# Exercise aim
Report each line of the material below that contains the string "slab", reproducing every such line in full.

(Dataset entries)
>>>

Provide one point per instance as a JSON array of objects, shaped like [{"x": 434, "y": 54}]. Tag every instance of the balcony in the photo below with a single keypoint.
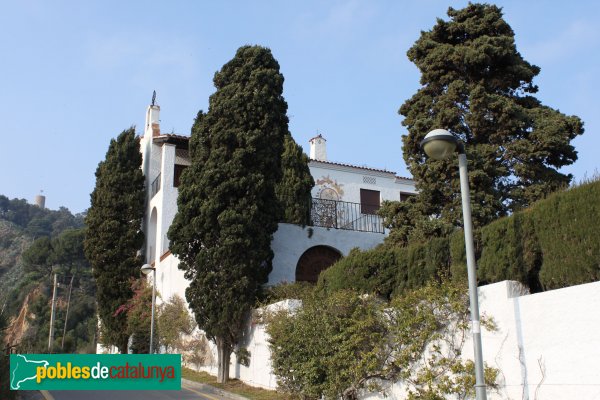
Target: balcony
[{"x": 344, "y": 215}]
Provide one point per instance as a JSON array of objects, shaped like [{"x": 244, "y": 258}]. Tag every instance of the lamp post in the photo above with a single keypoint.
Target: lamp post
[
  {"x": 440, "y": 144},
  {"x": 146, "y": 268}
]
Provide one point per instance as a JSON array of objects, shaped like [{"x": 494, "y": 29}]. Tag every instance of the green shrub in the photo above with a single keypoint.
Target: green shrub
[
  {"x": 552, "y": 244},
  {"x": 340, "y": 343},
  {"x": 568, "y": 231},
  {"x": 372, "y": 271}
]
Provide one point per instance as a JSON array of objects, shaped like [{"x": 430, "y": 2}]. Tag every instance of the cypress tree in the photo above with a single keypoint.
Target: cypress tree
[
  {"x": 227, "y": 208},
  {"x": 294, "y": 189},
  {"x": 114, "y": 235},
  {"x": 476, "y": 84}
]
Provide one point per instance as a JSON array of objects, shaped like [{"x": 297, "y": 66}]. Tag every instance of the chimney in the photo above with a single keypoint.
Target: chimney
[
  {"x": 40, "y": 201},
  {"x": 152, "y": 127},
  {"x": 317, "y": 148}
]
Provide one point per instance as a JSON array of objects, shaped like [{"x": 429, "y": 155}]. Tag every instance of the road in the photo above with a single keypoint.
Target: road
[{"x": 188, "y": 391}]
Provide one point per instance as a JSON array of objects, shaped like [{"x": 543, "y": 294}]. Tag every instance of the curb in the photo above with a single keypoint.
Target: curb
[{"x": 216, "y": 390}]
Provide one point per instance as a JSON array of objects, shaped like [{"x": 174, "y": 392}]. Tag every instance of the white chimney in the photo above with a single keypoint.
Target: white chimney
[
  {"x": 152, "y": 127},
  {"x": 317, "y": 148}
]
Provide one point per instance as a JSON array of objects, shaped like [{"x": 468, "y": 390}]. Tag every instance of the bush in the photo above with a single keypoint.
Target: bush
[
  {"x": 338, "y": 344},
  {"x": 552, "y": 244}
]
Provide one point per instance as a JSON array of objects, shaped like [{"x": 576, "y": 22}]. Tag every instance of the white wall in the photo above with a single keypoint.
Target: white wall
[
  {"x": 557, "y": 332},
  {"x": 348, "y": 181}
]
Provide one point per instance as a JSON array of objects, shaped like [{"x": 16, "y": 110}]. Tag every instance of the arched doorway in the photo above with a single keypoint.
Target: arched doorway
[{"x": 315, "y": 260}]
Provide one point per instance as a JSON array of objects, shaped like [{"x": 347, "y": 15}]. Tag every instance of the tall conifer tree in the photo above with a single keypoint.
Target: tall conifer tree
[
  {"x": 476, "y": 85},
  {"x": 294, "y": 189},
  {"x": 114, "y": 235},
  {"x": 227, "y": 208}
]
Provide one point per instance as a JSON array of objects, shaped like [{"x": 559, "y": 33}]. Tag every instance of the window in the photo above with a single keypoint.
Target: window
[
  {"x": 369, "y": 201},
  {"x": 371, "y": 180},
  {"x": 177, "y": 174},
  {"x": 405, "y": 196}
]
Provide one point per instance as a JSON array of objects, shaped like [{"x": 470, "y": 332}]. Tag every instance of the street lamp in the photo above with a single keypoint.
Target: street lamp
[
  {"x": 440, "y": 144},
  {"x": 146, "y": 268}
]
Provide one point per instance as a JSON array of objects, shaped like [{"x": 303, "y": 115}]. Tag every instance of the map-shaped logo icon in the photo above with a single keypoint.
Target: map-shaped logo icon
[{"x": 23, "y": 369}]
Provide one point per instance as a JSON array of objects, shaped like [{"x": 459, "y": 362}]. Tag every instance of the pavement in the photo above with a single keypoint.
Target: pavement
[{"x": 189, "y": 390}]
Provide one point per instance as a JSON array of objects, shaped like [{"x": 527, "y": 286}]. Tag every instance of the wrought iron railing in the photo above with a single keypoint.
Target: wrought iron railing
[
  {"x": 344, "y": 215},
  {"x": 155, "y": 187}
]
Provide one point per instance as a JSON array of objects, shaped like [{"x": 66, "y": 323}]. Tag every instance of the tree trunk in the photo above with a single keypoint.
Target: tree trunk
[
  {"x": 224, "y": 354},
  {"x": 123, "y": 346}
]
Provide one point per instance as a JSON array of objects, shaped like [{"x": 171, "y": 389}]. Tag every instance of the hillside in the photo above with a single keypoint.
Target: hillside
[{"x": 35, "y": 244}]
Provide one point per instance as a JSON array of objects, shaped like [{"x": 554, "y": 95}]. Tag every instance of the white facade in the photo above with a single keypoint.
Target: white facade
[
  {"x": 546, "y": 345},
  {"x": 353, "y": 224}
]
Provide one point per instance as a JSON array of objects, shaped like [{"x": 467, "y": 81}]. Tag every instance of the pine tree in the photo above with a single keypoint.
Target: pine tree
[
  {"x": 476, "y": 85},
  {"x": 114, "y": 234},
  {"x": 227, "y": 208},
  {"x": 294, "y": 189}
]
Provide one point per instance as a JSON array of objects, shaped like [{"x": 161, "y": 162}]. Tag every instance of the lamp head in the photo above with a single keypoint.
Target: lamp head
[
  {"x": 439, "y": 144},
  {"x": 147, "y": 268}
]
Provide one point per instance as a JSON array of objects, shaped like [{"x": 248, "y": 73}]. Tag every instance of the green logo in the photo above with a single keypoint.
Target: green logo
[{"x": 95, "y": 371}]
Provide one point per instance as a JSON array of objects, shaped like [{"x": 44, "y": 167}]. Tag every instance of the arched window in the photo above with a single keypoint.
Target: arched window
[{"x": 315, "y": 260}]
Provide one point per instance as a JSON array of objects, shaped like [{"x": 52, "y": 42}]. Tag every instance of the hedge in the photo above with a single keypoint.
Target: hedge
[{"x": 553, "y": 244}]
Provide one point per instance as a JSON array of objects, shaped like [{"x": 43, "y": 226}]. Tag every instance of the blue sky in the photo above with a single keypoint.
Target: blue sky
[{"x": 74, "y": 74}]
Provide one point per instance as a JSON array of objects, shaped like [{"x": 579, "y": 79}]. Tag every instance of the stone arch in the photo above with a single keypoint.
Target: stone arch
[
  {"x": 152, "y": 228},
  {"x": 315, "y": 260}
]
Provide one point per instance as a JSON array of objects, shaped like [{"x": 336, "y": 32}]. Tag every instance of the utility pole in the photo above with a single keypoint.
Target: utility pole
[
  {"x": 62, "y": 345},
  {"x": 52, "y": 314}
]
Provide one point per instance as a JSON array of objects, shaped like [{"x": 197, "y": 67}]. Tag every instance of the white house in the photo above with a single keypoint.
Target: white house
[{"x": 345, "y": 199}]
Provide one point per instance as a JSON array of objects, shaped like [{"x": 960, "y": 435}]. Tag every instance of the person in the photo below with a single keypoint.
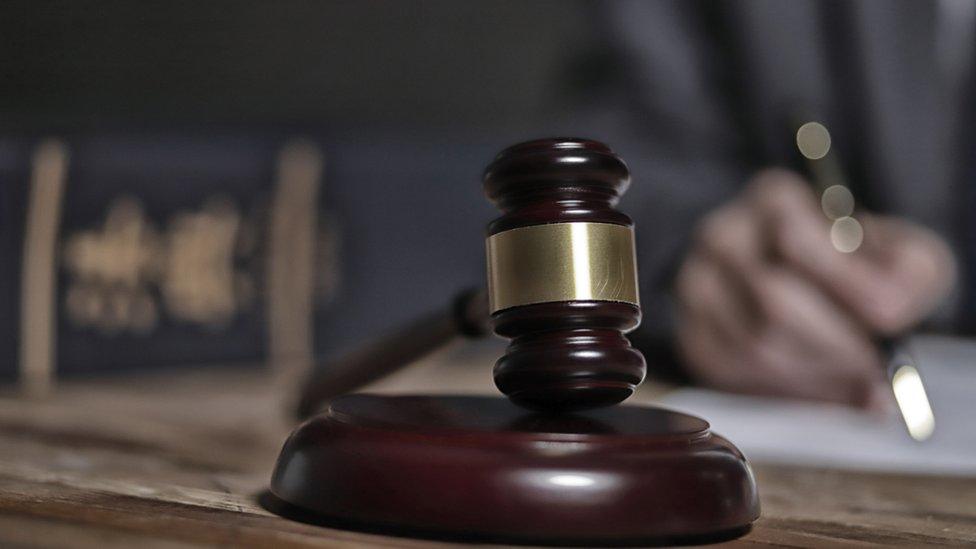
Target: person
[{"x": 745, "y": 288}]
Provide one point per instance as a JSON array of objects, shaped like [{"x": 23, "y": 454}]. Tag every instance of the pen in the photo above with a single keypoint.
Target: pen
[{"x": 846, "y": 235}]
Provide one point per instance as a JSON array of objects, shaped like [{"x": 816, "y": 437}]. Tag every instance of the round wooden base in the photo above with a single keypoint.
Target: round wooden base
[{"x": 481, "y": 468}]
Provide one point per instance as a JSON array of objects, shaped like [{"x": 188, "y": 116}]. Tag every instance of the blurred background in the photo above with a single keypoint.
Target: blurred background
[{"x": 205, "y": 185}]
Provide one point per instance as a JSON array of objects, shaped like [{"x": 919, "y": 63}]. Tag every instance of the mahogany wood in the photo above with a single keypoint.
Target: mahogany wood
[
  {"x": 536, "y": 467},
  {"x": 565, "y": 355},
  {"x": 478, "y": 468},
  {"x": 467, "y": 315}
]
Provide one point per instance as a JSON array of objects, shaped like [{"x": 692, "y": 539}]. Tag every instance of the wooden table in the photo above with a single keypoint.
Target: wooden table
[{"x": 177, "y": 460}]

<<<
>>>

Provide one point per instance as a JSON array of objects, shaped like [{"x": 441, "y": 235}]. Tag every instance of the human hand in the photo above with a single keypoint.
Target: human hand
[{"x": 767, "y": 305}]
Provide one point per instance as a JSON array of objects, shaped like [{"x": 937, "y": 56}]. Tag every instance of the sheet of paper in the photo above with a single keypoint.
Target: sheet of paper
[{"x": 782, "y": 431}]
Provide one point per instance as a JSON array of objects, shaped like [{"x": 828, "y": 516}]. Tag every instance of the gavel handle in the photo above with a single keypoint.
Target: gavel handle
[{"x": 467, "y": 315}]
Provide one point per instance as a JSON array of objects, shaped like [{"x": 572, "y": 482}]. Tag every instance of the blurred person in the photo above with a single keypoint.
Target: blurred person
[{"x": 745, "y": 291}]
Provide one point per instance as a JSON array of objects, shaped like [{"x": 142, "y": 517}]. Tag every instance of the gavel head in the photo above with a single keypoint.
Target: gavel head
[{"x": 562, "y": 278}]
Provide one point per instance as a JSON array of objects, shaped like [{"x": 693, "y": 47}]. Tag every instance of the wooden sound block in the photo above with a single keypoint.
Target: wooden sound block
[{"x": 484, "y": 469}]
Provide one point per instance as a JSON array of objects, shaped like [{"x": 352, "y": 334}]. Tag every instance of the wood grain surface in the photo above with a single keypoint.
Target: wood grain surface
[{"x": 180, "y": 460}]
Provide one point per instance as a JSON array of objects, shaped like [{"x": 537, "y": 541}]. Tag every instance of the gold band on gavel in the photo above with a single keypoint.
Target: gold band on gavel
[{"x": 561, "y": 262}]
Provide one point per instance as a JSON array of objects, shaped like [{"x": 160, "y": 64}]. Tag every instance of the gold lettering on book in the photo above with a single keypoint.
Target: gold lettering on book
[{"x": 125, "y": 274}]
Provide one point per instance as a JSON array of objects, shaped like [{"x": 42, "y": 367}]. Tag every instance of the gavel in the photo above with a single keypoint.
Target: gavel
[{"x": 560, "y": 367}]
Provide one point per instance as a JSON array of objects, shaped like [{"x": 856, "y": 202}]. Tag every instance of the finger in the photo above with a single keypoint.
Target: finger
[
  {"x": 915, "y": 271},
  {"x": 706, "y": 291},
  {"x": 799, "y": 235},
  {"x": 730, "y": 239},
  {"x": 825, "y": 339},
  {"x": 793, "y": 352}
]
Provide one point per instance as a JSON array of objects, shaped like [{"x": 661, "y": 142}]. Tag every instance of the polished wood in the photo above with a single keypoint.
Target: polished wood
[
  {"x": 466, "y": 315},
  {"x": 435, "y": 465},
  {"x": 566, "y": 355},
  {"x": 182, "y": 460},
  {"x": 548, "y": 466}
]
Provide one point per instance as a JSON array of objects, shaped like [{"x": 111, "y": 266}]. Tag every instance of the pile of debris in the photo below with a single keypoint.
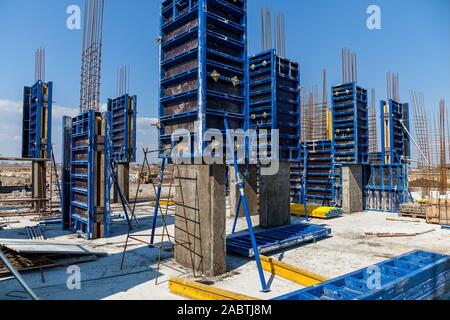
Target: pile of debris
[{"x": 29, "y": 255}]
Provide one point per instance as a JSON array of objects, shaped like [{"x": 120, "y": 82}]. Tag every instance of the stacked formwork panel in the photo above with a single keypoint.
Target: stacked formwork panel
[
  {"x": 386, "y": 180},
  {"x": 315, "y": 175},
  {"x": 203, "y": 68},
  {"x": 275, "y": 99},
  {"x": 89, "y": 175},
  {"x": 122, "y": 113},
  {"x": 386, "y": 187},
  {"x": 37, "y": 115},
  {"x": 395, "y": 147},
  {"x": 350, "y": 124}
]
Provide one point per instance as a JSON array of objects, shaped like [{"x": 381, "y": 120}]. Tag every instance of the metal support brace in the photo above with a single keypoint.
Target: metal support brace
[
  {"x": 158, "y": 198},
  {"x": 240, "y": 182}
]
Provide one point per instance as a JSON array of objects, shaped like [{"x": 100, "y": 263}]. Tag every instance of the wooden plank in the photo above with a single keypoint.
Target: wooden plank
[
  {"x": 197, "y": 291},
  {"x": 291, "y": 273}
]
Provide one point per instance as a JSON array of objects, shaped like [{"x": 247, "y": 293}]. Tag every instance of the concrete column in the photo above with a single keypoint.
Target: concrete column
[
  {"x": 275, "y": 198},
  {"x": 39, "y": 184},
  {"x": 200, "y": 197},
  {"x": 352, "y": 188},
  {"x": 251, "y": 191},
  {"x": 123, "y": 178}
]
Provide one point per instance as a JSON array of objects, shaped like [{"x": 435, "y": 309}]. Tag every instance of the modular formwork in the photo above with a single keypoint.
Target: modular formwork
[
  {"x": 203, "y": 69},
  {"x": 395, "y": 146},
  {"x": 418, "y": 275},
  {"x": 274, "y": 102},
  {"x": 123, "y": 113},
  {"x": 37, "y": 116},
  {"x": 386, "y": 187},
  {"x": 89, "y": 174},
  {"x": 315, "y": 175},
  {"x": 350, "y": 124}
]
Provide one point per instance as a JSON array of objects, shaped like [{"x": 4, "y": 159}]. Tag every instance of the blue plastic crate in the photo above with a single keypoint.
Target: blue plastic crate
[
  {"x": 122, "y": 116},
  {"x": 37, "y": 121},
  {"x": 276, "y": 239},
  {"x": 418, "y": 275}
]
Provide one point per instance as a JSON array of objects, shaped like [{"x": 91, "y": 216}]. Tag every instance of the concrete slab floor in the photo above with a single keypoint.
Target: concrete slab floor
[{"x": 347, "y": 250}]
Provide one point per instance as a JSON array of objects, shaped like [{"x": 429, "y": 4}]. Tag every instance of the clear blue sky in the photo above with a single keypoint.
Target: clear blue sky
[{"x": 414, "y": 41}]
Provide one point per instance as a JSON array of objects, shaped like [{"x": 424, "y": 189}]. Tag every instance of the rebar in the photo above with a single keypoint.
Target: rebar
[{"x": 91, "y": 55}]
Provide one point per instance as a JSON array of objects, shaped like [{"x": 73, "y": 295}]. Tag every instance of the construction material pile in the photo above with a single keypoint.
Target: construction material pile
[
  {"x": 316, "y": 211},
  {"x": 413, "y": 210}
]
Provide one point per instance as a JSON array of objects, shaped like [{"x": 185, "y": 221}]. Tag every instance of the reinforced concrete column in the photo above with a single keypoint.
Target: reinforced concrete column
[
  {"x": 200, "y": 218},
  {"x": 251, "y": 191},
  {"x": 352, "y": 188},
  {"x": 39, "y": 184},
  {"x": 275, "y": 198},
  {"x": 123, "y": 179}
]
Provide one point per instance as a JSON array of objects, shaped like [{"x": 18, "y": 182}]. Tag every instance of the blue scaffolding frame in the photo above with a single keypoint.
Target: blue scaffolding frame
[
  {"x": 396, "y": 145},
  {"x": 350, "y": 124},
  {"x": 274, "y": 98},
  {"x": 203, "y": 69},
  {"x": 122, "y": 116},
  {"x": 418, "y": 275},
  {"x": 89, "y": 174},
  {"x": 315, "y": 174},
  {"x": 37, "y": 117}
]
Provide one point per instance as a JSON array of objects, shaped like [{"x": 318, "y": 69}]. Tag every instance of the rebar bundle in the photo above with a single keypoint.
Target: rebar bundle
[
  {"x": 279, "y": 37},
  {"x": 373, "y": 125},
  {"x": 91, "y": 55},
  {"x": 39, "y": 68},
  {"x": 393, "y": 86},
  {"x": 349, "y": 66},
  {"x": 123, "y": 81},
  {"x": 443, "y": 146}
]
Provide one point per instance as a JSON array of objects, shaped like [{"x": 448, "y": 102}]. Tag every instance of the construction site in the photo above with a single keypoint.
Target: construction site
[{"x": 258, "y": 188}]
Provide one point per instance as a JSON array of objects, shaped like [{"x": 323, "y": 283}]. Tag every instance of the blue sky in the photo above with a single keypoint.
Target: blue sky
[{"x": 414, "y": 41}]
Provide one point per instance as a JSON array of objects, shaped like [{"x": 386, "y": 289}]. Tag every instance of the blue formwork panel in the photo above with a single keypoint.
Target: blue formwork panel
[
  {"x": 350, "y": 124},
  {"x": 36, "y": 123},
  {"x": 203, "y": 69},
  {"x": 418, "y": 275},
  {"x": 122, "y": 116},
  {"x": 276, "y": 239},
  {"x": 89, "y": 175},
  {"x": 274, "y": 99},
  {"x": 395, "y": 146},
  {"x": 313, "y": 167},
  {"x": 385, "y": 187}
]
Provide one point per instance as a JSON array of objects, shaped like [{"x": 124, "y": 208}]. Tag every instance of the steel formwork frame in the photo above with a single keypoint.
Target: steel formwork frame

<<<

# Exercise solution
Provide one point per instance as a JSON array of objects, shaped like [{"x": 91, "y": 216}]. Tag every instance of the concrete slab floor in the photo above with a single keypoint.
Target: concrete slab floor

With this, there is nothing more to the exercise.